* **THE PROBLEM**
Copy every line of the items below that contains the word "tree". Treat uppercase and lowercase letters as distinct.

* **INFORMATION SUPPLIED**

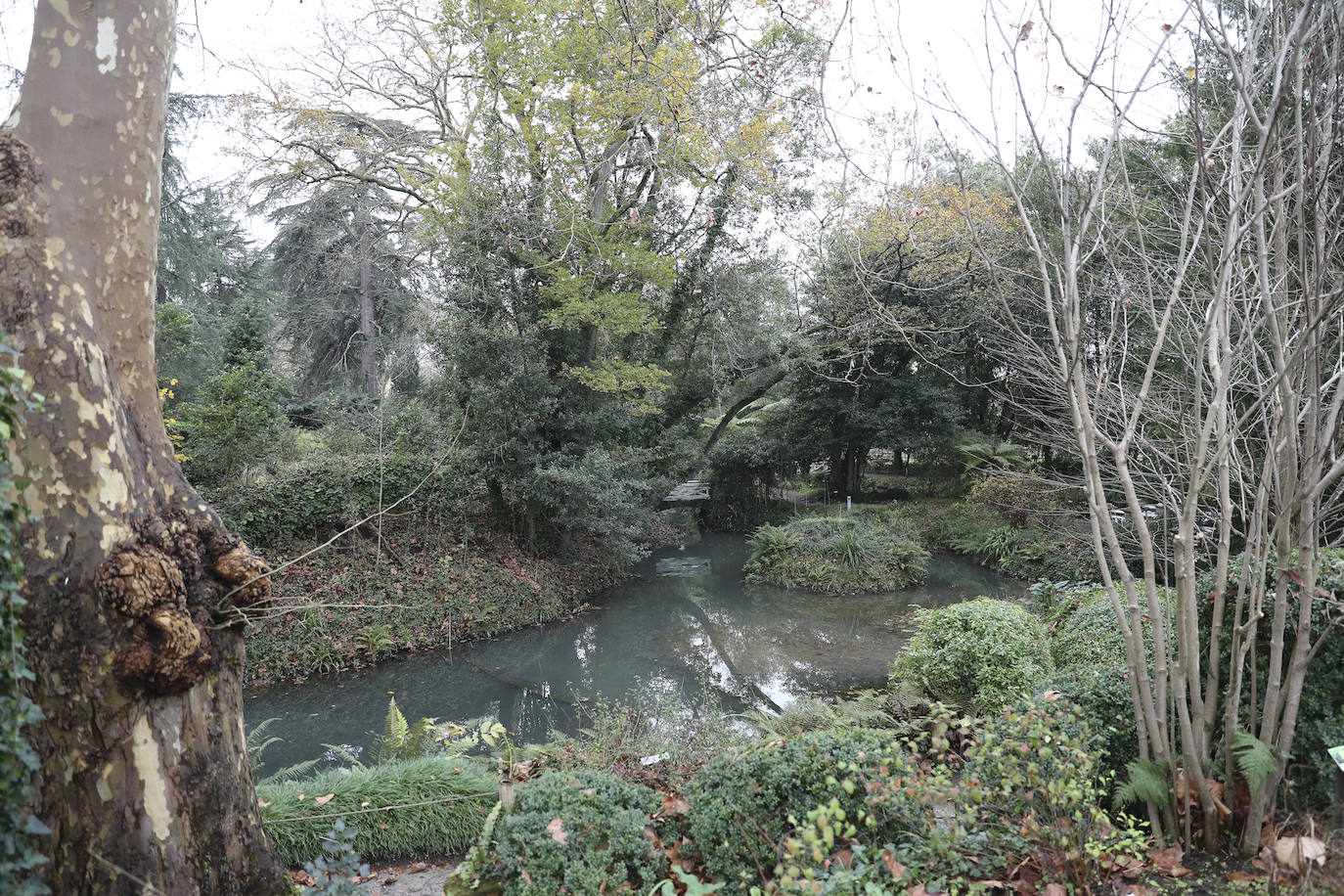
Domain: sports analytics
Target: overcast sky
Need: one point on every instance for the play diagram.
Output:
(890, 57)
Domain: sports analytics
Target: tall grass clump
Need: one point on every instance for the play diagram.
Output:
(874, 548)
(410, 808)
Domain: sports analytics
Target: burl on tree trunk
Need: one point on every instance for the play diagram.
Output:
(136, 591)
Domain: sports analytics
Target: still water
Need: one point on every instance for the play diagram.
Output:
(683, 625)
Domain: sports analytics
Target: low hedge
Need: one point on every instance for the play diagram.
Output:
(568, 831)
(983, 654)
(747, 801)
(401, 809)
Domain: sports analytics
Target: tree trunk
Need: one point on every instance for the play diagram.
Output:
(136, 591)
(369, 351)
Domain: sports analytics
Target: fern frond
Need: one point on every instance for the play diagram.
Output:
(394, 734)
(1145, 782)
(291, 773)
(257, 741)
(1256, 759)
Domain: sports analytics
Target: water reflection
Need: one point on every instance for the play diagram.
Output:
(687, 618)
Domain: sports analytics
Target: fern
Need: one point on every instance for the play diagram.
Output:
(1256, 759)
(291, 773)
(257, 741)
(1145, 782)
(392, 741)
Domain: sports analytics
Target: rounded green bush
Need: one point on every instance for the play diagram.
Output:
(742, 802)
(577, 831)
(981, 653)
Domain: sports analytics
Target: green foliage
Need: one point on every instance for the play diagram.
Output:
(236, 421)
(865, 709)
(1145, 781)
(1322, 709)
(568, 831)
(981, 653)
(742, 803)
(19, 852)
(1254, 758)
(420, 806)
(1055, 553)
(338, 863)
(1026, 791)
(402, 740)
(1032, 781)
(872, 550)
(991, 457)
(327, 492)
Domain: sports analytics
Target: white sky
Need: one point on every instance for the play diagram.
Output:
(891, 57)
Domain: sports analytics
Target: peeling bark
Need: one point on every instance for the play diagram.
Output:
(135, 589)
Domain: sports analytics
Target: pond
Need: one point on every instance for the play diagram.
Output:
(685, 623)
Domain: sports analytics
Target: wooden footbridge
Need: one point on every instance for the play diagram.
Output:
(690, 492)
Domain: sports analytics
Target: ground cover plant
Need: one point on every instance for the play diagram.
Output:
(568, 831)
(744, 802)
(872, 548)
(401, 808)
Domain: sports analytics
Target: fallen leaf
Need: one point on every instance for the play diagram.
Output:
(1167, 861)
(674, 805)
(897, 870)
(1297, 853)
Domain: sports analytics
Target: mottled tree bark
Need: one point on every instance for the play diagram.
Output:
(136, 590)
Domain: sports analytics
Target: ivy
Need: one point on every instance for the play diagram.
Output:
(19, 855)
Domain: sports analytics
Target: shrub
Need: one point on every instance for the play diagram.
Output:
(983, 653)
(1092, 670)
(326, 493)
(1322, 709)
(742, 803)
(570, 831)
(1031, 782)
(1024, 551)
(1019, 497)
(434, 806)
(1024, 794)
(873, 548)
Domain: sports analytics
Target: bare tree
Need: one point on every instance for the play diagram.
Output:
(135, 589)
(1187, 310)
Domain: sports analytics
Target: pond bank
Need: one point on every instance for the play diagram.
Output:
(412, 587)
(685, 628)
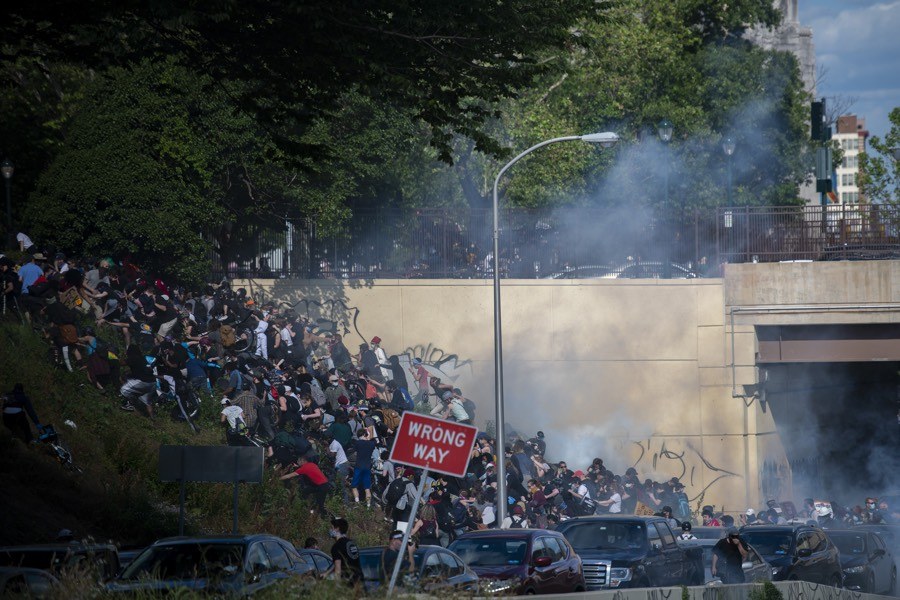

* **RESULT OF THE TASK**
Target: burl on tree trunk
Target: tree trunk
Target: mottled tree bark
Target: bare tree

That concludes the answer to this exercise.